- _STATED EXERCISE_
Rewrite the entries from the line with "point at the street lamp post" through the line with "<point>226,56</point>", both included, keeping every request line and multiplying each coordinate in the answer points by 2, rounded to whole numbers with halves going up. Leave the requests and their format samples unchanged, and give only these lines.

- _DATA FOR THIS EXERCISE_
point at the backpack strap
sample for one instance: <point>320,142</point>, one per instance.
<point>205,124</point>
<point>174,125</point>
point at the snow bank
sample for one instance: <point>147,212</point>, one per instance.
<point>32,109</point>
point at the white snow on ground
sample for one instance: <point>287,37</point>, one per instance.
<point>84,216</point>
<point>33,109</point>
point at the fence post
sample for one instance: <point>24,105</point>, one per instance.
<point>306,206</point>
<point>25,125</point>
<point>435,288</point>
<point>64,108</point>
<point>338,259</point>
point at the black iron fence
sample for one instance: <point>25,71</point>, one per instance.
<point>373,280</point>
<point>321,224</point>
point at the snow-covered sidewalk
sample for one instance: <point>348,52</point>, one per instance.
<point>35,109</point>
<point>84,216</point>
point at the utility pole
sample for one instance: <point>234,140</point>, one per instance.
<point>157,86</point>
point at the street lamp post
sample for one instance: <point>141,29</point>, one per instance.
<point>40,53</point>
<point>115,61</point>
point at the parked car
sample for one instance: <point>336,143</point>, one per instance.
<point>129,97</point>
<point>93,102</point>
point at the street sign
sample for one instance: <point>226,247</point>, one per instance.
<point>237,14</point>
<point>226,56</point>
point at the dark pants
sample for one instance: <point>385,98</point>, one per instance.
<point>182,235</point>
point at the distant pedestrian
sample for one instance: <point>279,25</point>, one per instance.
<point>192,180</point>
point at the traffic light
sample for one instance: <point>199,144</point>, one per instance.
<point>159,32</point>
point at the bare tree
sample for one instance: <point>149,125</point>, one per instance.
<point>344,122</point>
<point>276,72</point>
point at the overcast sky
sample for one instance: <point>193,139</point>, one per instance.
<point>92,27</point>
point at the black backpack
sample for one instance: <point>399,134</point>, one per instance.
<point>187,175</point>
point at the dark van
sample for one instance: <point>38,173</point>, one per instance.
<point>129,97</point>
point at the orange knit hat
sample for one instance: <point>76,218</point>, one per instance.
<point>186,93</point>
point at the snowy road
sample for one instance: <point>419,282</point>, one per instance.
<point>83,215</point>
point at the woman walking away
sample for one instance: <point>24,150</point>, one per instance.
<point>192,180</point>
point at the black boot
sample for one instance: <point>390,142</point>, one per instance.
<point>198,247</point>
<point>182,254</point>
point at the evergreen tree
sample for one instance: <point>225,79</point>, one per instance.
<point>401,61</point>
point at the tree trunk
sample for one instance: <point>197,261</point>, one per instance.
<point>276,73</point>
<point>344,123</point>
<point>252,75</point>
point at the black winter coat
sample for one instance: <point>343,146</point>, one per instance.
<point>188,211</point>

- _ANSWER BELOW_
point at the street lamp post
sample for one instance: <point>141,29</point>, one per instance.
<point>80,106</point>
<point>230,122</point>
point at the parked car
sample for one instance: <point>336,143</point>, one per instance.
<point>258,194</point>
<point>186,204</point>
point at the street sign
sample for one instance: <point>226,247</point>, one per instance.
<point>474,28</point>
<point>452,112</point>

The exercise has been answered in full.